Exercise objective ▸ Reproduce the data verbatim, starting at the line that contains "Target: muddy track" and continuing through the last line of the data.
* * * * *
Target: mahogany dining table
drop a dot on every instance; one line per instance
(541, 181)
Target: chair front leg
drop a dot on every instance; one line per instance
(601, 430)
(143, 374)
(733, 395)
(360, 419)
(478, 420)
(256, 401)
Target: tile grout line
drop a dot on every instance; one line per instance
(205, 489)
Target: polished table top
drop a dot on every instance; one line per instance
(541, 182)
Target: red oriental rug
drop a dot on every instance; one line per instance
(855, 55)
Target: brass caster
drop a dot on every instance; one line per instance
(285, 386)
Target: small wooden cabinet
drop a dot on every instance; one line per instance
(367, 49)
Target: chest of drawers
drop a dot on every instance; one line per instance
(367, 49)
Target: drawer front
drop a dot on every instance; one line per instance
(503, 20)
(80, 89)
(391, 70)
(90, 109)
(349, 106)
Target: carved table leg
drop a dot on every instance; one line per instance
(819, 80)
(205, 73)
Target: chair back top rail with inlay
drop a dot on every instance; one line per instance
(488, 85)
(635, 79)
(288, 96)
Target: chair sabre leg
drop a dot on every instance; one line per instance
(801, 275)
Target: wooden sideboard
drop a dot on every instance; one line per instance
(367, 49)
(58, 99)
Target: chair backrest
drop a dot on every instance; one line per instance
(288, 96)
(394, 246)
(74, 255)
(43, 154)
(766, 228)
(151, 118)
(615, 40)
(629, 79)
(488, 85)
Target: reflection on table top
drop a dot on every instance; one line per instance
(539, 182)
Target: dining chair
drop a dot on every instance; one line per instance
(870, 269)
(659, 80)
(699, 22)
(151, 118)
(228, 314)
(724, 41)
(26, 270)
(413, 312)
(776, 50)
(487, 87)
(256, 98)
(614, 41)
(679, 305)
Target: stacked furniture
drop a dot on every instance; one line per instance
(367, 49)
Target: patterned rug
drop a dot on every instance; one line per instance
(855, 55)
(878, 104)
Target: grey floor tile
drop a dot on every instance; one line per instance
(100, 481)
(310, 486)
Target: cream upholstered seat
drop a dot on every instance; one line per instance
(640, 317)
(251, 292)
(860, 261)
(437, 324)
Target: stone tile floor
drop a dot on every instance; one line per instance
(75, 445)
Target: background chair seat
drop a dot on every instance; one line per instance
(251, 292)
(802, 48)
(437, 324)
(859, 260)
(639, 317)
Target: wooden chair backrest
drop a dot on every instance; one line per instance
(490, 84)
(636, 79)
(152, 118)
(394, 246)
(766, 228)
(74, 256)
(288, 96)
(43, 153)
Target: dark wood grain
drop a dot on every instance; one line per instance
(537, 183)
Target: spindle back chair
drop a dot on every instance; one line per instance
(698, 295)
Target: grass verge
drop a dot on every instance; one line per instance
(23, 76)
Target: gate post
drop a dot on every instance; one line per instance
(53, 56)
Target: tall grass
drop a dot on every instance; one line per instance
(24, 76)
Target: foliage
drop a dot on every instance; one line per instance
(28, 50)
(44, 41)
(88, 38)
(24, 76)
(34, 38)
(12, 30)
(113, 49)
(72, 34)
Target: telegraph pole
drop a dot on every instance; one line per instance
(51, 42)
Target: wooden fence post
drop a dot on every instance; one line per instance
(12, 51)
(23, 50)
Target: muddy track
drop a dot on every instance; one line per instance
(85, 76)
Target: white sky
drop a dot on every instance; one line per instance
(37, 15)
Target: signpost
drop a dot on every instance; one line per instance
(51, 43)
* * * * *
Exercise solution ▸
Target: muddy track
drop a dot on every instance; one line per instance
(85, 76)
Target: white sky
drop a dot on every instance; one line per instance
(37, 15)
Target: signpost
drop a dot on every instance; one line per instance
(51, 43)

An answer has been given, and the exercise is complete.